- Extracted records:
---

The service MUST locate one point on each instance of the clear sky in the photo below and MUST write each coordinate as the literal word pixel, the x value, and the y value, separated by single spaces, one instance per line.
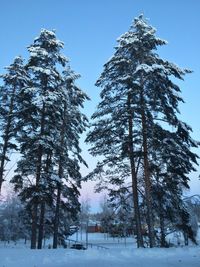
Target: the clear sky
pixel 89 29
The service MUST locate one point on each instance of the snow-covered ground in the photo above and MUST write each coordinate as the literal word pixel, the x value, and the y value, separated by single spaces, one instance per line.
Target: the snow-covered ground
pixel 118 254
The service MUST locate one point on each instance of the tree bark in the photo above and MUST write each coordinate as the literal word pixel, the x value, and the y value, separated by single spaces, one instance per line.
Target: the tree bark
pixel 134 180
pixel 57 218
pixel 60 175
pixel 147 180
pixel 41 225
pixel 6 138
pixel 38 175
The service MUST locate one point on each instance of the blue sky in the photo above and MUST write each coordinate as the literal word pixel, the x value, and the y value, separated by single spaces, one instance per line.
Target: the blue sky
pixel 89 30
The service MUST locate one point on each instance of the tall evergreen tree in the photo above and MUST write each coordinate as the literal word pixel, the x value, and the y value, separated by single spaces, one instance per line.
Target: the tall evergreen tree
pixel 15 79
pixel 50 123
pixel 138 96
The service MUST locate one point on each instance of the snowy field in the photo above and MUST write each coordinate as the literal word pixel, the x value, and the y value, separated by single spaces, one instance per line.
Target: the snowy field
pixel 118 254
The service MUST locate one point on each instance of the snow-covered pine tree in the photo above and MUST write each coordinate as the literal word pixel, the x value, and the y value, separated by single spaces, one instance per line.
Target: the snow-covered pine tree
pixel 73 123
pixel 12 82
pixel 39 107
pixel 50 124
pixel 137 96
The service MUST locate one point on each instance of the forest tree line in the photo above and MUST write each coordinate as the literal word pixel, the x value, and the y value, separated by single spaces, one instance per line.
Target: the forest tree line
pixel 145 150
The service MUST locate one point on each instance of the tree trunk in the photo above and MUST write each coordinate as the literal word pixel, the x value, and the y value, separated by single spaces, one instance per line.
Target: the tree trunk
pixel 6 136
pixel 41 225
pixel 38 175
pixel 57 218
pixel 60 174
pixel 34 227
pixel 163 242
pixel 147 181
pixel 134 180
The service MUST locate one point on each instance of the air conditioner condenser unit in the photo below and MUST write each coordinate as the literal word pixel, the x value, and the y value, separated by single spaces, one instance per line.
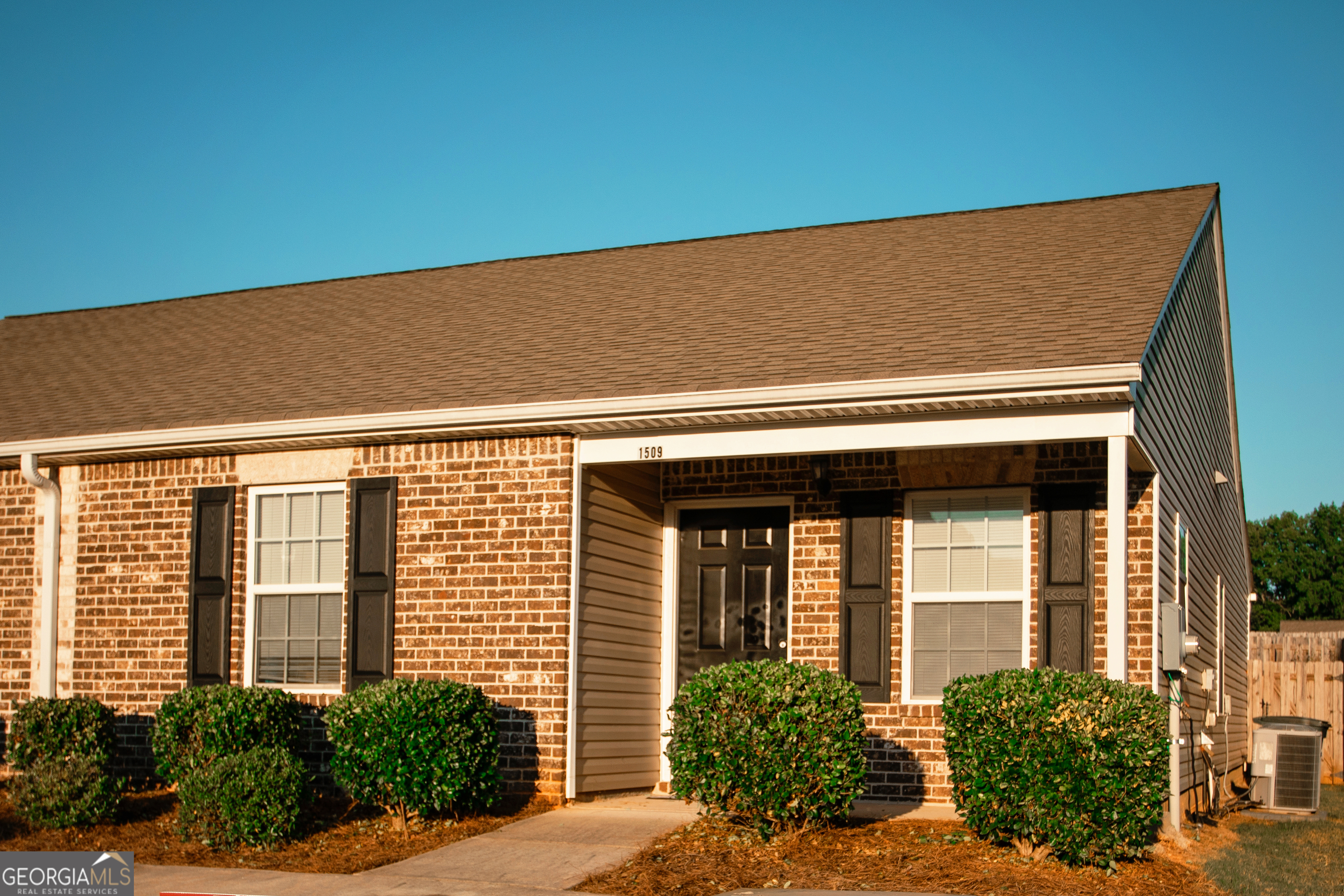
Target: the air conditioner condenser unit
pixel 1287 766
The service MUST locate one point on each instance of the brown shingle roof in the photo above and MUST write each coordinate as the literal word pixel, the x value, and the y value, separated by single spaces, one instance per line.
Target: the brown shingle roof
pixel 1030 287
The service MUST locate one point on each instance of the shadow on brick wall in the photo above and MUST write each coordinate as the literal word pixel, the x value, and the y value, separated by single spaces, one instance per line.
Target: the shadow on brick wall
pixel 894 773
pixel 315 750
pixel 518 749
pixel 135 751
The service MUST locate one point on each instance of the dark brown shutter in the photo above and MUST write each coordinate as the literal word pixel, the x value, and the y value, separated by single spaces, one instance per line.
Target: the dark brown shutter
pixel 373 574
pixel 210 588
pixel 1066 577
pixel 866 593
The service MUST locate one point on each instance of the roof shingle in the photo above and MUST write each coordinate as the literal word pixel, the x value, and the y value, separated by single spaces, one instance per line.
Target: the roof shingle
pixel 1030 287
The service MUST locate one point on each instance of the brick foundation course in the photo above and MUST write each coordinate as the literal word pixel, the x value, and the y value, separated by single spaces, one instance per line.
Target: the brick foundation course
pixel 905 741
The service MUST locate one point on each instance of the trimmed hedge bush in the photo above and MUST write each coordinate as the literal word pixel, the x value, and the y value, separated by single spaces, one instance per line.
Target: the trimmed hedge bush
pixel 252 798
pixel 416 746
pixel 65 792
pixel 776 743
pixel 1065 761
pixel 62 728
pixel 198 726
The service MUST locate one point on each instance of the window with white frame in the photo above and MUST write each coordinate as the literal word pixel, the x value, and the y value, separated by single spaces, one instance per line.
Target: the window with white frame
pixel 296 569
pixel 966 586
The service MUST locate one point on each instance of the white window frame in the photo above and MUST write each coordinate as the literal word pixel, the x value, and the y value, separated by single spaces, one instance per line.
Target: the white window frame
pixel 256 590
pixel 909 598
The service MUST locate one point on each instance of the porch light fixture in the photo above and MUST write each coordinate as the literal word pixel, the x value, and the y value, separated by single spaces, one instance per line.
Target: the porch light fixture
pixel 822 473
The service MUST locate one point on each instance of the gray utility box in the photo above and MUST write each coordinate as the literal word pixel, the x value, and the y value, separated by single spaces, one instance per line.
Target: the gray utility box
pixel 1287 763
pixel 1172 636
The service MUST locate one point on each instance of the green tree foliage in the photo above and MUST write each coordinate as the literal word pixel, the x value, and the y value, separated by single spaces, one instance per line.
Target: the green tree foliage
pixel 198 726
pixel 1060 762
pixel 62 728
pixel 1298 564
pixel 255 798
pixel 414 747
pixel 65 792
pixel 777 745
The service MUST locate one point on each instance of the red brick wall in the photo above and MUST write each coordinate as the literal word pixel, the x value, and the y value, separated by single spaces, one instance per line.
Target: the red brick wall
pixel 131 578
pixel 18 570
pixel 1140 584
pixel 483 550
pixel 483 582
pixel 906 760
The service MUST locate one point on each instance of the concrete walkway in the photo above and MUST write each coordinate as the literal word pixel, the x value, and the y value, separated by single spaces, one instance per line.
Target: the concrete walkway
pixel 533 858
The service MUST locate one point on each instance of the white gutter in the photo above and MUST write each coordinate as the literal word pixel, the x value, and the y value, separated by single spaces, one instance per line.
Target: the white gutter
pixel 46 672
pixel 558 414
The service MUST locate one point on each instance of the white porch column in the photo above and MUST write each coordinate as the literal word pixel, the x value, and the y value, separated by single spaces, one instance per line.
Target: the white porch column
pixel 1117 556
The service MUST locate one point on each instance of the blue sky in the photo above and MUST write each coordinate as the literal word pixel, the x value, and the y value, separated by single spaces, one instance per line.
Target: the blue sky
pixel 154 151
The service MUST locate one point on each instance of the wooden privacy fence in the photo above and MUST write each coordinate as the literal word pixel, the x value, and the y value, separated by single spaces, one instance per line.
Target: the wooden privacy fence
pixel 1302 675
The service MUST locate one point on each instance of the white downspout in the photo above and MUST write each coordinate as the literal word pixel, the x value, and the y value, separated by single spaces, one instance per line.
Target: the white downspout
pixel 572 700
pixel 46 675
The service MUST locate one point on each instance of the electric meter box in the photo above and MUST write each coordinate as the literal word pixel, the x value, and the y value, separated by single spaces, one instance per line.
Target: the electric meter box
pixel 1172 634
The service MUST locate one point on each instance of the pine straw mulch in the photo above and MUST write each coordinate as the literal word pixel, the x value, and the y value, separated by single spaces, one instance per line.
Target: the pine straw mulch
pixel 338 837
pixel 710 856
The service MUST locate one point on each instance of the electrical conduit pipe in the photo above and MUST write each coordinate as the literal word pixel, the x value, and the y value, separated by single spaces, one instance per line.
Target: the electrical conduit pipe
pixel 46 675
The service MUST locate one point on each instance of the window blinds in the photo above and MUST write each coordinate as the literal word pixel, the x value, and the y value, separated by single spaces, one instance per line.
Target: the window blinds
pixel 967 543
pixel 955 640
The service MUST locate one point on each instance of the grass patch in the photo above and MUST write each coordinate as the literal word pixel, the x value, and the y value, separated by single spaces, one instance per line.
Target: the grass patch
pixel 336 837
pixel 709 858
pixel 1285 859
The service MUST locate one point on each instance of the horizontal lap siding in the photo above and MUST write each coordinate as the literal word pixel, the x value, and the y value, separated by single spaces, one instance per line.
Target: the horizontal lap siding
pixel 1184 420
pixel 619 645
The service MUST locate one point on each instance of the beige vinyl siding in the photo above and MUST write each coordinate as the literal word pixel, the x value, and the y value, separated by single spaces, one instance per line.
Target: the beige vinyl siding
pixel 619 645
pixel 1184 418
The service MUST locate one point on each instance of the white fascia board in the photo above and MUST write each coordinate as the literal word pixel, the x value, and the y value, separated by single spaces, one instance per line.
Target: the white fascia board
pixel 560 414
pixel 999 426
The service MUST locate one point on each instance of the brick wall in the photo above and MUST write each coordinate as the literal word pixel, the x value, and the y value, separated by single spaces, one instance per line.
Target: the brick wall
pixel 906 760
pixel 1141 581
pixel 483 584
pixel 18 571
pixel 483 546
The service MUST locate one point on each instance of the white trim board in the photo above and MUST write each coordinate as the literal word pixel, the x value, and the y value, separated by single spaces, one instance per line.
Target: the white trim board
pixel 557 416
pixel 1008 426
pixel 909 599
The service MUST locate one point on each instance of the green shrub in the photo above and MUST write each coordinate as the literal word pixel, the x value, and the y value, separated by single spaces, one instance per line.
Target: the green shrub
pixel 252 798
pixel 46 728
pixel 776 743
pixel 198 726
pixel 65 792
pixel 416 746
pixel 1068 761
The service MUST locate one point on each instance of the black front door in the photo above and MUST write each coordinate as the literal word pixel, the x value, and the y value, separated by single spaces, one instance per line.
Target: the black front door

---

Please go through the entries and show every line with the word "door".

- Task output:
The service MUST locate one point on each instance of the black front door in the photo above and MUST write each coordinate as the literal word pixel, the x value, and the y value, separated by single spaces, one instance per line.
Target: the black front door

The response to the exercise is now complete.